> [Excerpted passage]
──────

We analyzed the interval between the occurrence of XBB infection and the administration of the last vaccine dose (Fig. 4). The results revealed that among individuals aged 12–39, 40–60, and > 60 years, the median intervals were 403, 442, and 351 days, respectively. The three infected individuals in the 0–11 age group had not received any vaccine doses.
The mutation profile of XBB in the RS state is presented in Fig. 5. The XBB recombinant lineage exhibited a total of 90 mutations, including 78 single nucleotide polymorphisms (SNPs), comprising 52 transitions and 26 transversions, 5 substitutions, and 7 deletions (Fig. 5A and B; Table S3). Of these mutations, (1) was located in the 5'-UTR, (31) in the ORF1ab, (40) in the S gene, (3) in ORF3a, (2) in the E gene, (3) in the M gene, (2) in ORF6, (1) in ORF7b, (1) in ORF8, (4) in the N gene, (1) in the intergenic UTR, and (1) in the 3'-UTR (Fig. 4 and Table S3). Among the observed SNPs, 77.2% (61) were non-synonymous mutations, particularly those occurring in the S gene. This accumulation of mutations in the XBB variant's S gene, particularly within the Receptor Binding Domain (RBD), endows it with the ability to evade antibodies acquired through vaccination and previous infections (Fig. 5B).

──────

Referring expression pointing data:

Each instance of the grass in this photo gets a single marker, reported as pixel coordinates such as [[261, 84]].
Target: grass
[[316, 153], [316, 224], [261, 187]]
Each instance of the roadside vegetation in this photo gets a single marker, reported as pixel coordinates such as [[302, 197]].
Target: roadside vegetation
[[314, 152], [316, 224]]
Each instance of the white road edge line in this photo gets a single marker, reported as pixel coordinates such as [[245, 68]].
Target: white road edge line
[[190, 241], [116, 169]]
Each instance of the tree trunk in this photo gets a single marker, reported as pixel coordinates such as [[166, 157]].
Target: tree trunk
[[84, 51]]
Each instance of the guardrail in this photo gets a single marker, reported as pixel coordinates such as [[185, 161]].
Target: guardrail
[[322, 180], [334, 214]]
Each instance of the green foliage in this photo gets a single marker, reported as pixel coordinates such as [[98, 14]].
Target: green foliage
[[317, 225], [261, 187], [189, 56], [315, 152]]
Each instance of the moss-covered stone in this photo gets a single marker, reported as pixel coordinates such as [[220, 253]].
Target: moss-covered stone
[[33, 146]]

──────

> [Required work]
a) Answer these from the passage on the XBB variant:
(i) What was the median interval, in days, for individuals over 60 years old?
(ii) How many of the mutations were located in the S gene?
(iii) How many of the SNPs were transversions?
b) Pick up the passage on the XBB variant after its final sentence and continue it.

> [Task-by-task outputs]
a)
(i) 351 days
(ii) 40
(iii) 26

b)
BA.2.10.1 and BA.2.75 represent the parental lineages of XBB. To assess the distinctive mutations among these lineages, we employed a Venn diagram (Fig. 6). XBB displayed 12 unique mutations that are absent in its parent lineages. Among these mutations, ten were identified in the S gene, comprising nine non-synonymous mutations and one deletion (V83A, del144/144, H146Q, Q183E, V213E, R346T, L368I, V445P, F486P, F490S). Additionally, there was one mutation in the ORF1ab (K47R) and one in the ORF8 (G8*). XBB circulation in RS did not exhibit the characteristic mutations associated with these lineages, namely G959P (ORF1b), E180V (S gene), K478R (S gene), F486S (S gene), R493Q (S gene), Q613H (S gene), and S84L (ORF8) (Table S4).